---------- Entries supplied ----------

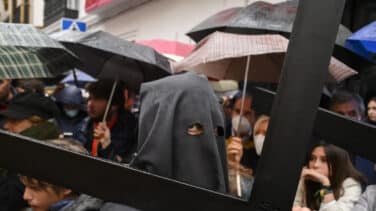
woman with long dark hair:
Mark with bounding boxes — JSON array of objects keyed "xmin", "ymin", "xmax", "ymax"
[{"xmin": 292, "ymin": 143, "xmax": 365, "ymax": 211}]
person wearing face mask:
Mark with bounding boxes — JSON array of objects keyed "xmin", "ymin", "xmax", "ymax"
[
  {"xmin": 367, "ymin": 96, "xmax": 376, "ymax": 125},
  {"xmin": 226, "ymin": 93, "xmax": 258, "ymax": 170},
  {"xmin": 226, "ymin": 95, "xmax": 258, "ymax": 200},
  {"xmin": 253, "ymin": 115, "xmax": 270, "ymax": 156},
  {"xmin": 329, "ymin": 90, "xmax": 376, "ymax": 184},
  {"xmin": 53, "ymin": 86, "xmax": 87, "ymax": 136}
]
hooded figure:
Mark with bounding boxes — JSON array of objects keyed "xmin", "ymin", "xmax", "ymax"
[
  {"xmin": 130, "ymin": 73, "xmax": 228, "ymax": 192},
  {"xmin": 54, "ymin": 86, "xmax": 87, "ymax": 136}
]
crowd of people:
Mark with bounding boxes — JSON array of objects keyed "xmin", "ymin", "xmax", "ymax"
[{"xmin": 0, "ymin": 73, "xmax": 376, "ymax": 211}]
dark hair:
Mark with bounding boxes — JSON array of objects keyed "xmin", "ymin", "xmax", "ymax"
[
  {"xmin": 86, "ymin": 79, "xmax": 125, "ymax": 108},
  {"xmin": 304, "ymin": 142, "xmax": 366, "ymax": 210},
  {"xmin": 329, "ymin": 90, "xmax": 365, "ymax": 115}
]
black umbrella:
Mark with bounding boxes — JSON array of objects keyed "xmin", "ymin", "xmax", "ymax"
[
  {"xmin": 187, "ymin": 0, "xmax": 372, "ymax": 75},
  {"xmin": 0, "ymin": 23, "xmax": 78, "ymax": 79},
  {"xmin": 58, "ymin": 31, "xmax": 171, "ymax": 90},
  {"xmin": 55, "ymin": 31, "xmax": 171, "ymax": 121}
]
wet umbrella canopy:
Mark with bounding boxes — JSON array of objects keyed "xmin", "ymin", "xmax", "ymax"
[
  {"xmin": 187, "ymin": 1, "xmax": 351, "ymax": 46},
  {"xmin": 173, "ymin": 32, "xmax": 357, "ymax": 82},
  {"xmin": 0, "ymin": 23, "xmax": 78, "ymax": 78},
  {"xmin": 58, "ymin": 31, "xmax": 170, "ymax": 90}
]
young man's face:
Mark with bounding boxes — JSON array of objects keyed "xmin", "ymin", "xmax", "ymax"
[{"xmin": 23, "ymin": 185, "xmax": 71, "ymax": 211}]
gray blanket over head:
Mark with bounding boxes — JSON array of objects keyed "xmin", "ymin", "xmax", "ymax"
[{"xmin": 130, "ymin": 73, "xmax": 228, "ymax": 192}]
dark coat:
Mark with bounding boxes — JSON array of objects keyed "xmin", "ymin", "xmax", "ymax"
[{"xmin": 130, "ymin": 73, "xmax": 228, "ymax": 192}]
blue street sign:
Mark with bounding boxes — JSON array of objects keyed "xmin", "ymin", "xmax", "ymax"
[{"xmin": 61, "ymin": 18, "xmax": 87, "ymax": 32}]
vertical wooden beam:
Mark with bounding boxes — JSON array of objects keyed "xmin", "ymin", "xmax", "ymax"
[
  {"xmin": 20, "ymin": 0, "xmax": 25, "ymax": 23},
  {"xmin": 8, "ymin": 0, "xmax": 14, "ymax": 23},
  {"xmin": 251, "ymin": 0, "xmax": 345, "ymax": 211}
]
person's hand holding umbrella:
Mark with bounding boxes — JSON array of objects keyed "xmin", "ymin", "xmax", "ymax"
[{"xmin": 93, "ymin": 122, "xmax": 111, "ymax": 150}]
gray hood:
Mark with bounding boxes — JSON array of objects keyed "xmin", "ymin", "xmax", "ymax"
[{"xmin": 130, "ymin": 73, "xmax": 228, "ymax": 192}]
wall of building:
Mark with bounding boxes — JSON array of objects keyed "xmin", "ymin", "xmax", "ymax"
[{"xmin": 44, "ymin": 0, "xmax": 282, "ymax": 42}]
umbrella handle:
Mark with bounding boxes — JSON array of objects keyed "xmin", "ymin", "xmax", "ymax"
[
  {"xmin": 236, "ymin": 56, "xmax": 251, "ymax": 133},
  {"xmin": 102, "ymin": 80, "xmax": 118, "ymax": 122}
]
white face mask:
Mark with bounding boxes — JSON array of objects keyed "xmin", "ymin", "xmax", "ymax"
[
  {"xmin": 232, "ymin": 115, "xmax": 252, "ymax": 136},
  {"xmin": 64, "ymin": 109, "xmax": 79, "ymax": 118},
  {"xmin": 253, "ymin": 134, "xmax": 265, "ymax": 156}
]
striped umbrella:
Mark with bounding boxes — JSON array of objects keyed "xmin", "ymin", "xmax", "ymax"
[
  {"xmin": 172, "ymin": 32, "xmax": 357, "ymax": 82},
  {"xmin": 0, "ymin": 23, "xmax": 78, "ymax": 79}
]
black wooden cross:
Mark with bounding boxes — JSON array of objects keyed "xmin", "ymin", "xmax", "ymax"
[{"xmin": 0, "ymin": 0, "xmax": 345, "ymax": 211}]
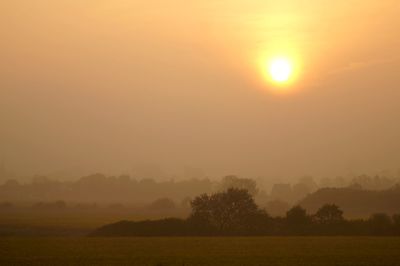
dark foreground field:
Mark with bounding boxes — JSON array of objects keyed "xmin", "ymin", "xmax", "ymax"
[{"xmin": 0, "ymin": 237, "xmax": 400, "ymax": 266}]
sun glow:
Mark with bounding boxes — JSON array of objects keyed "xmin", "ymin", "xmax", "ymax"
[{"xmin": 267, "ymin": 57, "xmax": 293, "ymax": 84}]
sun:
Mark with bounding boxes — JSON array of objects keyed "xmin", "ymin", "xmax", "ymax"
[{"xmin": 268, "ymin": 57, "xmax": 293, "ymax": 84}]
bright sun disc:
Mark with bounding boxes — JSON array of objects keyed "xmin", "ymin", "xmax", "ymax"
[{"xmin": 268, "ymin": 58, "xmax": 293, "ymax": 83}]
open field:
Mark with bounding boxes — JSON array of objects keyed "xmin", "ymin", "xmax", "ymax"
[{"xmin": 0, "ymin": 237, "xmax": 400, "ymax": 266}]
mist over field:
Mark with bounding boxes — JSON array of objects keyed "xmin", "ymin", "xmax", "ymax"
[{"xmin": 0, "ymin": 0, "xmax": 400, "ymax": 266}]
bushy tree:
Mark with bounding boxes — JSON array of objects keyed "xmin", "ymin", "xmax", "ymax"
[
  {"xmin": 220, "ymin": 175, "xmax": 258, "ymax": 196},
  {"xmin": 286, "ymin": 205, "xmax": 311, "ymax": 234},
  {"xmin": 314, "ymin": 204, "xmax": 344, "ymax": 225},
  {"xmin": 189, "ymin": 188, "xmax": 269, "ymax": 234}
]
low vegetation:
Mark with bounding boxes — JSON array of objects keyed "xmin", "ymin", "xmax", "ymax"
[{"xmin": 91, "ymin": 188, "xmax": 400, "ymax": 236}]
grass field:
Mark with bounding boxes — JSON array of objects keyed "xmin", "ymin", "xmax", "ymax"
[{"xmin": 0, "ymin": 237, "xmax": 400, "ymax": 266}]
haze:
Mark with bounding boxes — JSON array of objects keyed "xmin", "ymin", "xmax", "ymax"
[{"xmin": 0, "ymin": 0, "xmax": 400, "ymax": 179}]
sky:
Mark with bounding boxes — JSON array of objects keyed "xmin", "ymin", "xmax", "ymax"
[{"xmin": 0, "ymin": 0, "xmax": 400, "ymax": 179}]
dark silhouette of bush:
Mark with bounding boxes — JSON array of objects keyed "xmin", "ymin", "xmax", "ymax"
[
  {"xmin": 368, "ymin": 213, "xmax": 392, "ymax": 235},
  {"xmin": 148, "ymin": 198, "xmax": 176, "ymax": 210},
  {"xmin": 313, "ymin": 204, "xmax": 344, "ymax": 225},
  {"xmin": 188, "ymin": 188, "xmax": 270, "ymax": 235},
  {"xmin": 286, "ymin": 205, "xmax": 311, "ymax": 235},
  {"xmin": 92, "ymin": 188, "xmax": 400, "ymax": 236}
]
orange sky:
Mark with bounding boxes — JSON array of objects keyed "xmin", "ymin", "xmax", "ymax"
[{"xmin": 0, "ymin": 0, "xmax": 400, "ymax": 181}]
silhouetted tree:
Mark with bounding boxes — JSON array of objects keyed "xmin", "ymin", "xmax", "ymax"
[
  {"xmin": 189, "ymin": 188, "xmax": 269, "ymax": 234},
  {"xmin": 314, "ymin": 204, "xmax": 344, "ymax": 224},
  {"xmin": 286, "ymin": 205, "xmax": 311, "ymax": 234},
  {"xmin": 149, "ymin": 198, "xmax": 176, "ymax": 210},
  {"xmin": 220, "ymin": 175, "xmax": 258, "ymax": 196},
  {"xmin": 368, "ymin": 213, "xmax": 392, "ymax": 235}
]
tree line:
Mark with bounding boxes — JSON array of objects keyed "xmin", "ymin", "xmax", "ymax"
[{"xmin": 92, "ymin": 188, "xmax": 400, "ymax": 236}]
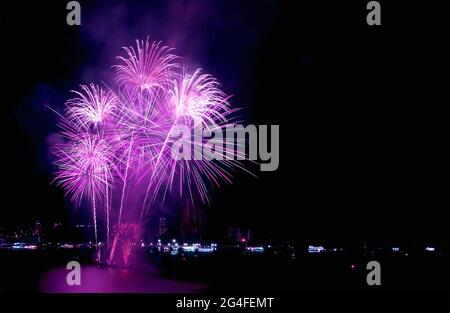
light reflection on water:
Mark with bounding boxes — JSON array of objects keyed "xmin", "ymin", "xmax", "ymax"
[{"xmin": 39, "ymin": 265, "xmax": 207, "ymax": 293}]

----------

→ **What you will do**: All lines from the line containing "light reflection on" through the end of the listing above are to be duplicated exactly; include both ends and nothing further.

→ **Written answer**:
light reflection on water:
Mark with bounding boxes — JSON array of objects keyed "xmin", "ymin", "xmax", "ymax"
[{"xmin": 39, "ymin": 265, "xmax": 207, "ymax": 293}]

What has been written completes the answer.